* What is expected: All lines from the one with "Locate every instance of the horse and" to the end need to be copied exactly, with nothing before them.

-- Items start --

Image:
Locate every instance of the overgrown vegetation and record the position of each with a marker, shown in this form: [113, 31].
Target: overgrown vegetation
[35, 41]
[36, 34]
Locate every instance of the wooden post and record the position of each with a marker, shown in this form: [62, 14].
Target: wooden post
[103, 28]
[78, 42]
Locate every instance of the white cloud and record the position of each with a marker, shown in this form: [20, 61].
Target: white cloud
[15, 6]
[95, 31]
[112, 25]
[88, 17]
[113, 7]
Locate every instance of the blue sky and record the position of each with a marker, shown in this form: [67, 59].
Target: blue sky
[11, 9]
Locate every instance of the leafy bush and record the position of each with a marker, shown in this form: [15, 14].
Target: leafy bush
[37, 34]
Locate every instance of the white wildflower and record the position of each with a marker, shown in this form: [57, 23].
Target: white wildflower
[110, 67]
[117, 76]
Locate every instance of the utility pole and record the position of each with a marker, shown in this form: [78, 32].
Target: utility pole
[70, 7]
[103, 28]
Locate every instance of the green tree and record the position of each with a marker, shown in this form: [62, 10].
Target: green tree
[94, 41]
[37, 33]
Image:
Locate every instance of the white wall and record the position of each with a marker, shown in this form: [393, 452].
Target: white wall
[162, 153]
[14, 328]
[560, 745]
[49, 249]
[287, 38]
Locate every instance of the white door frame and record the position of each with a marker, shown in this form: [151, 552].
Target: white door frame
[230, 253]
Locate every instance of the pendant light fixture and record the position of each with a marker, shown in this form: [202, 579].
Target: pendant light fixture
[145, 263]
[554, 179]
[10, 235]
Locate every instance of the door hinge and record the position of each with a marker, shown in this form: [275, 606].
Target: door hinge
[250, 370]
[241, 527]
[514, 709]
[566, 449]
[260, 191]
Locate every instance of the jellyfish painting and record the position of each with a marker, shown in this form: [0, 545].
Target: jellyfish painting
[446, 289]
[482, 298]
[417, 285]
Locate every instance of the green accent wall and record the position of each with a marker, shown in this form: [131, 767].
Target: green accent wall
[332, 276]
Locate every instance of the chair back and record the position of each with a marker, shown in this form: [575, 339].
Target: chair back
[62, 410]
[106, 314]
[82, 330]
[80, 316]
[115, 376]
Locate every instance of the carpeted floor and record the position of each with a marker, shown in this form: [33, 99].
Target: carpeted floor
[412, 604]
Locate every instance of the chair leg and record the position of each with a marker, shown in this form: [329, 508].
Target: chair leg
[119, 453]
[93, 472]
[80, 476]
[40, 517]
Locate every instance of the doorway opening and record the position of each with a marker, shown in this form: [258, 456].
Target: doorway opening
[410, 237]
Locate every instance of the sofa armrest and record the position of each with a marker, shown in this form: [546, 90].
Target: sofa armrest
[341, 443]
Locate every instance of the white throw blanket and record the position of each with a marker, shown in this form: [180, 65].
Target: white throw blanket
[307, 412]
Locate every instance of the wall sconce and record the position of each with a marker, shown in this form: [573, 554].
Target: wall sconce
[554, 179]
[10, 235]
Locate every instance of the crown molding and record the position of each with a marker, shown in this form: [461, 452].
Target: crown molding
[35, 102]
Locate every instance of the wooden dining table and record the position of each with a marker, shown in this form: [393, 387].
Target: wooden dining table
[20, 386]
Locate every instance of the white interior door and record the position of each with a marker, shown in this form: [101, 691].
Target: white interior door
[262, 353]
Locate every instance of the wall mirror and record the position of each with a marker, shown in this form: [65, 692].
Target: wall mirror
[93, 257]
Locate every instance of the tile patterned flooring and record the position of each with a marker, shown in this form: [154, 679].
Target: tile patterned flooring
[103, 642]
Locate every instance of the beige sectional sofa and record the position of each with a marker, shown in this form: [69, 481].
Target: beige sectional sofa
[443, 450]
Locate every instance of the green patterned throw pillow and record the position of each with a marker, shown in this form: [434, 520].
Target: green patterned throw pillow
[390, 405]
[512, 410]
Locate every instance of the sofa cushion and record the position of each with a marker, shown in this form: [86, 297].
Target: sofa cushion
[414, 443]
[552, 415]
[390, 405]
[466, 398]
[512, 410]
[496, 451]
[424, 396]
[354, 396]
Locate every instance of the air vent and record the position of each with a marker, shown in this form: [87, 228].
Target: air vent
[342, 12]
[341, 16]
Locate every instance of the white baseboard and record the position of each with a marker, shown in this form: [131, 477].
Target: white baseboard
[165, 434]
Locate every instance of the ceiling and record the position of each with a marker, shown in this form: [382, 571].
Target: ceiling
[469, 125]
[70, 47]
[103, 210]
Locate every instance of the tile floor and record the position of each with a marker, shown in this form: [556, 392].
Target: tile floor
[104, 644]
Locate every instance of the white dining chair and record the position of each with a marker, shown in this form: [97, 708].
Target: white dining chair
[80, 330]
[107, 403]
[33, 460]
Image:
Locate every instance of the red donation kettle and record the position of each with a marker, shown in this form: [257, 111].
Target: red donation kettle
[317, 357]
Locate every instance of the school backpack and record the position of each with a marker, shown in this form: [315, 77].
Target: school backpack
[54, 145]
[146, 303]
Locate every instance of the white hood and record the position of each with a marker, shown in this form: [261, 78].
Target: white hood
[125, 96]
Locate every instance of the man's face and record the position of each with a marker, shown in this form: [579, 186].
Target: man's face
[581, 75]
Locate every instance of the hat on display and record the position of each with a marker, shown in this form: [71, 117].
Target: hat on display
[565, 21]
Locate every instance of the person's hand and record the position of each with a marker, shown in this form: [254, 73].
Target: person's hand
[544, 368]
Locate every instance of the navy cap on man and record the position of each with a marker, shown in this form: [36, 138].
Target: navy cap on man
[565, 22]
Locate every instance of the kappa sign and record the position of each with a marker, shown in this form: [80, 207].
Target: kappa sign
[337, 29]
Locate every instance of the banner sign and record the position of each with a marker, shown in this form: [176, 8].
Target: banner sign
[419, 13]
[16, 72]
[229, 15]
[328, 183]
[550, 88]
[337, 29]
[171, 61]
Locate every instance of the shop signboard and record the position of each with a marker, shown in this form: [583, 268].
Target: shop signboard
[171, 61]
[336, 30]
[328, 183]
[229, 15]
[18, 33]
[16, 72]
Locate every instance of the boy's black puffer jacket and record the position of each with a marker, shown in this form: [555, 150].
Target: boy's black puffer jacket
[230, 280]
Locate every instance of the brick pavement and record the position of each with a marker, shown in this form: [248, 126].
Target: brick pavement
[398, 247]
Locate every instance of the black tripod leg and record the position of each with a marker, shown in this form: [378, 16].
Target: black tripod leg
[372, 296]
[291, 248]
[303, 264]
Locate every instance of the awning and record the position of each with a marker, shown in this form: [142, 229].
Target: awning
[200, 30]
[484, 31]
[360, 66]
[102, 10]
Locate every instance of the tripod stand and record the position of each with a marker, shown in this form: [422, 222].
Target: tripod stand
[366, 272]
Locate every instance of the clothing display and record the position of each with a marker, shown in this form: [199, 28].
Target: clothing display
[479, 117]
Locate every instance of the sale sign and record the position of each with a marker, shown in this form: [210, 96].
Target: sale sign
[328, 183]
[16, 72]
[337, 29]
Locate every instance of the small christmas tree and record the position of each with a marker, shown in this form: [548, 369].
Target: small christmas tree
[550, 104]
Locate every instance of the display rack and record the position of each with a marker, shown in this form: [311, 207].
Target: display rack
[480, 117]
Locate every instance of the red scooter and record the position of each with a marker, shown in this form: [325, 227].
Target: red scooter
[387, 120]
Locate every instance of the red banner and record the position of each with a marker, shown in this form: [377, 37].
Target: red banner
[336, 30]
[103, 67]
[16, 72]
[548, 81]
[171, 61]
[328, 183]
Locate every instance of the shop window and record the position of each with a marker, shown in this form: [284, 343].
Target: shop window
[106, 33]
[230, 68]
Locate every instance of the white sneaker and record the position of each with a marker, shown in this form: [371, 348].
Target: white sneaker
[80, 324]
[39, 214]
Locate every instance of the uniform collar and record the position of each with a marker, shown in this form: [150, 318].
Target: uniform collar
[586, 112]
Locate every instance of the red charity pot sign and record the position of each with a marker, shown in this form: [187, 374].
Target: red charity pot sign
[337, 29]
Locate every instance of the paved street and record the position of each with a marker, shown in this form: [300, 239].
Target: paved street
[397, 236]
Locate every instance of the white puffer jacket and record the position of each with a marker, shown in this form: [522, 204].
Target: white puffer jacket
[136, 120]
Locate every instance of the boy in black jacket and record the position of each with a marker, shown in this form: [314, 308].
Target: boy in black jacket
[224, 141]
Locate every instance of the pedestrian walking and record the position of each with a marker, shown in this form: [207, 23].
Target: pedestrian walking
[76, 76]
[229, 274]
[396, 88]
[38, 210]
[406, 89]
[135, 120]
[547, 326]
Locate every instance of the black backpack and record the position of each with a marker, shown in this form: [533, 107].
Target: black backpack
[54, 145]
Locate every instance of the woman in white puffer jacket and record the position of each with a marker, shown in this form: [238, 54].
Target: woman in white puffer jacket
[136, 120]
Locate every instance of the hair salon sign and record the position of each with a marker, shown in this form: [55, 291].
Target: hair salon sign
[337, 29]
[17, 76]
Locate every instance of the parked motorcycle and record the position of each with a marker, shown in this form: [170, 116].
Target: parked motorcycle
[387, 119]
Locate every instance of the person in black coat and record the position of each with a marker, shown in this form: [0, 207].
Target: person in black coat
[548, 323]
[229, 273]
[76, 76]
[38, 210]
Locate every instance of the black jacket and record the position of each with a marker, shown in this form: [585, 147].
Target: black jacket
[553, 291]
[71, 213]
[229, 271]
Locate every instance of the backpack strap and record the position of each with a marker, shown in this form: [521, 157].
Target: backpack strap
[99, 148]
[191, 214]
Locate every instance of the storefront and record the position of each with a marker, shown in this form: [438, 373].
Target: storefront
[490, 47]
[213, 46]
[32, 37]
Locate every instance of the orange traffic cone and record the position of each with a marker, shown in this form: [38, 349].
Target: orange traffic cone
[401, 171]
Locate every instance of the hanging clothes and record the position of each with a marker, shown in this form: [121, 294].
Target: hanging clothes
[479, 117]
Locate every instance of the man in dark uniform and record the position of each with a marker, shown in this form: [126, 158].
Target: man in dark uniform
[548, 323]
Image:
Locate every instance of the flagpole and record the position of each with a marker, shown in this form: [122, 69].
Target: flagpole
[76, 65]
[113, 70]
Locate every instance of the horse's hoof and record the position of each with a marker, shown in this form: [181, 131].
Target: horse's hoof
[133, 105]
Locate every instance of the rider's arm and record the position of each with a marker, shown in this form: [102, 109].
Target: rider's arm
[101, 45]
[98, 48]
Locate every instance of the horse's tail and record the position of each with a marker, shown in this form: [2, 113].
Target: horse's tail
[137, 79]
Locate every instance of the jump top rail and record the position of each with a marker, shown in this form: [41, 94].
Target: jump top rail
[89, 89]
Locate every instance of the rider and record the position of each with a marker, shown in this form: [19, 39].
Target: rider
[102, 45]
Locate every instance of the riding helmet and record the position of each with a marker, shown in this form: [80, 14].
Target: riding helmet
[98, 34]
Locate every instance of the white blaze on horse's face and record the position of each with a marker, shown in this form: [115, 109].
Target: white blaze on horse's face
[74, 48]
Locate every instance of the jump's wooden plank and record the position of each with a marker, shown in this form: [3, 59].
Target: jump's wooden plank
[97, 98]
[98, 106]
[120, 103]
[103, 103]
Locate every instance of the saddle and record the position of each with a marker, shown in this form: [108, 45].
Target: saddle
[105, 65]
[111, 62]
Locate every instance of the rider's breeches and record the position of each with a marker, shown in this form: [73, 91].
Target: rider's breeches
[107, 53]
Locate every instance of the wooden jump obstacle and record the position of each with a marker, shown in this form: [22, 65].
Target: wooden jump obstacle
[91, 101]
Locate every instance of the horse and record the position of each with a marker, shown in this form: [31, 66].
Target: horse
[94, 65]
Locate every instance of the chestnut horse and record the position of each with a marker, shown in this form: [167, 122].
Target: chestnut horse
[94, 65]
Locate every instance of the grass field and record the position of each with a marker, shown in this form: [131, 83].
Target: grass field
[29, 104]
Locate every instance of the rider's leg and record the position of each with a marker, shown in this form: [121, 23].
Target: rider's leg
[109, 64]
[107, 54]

-- Items end --

* The solution:
Locate every instance of the horse and record the position of each with a marker, shown in this form: [31, 66].
Target: horse
[94, 65]
Locate every instance of the chestnut horse and record the position of each with a marker, shown in this form: [167, 122].
Target: chestnut horse
[94, 65]
Locate every instance of the grass field and record the position of each with a marker, shown in this form: [131, 83].
Target: grass field
[29, 104]
Locate every instance of the rider's leg and record the position of each with a marker, shown in this form: [121, 23].
Target: rider's leg
[109, 64]
[107, 54]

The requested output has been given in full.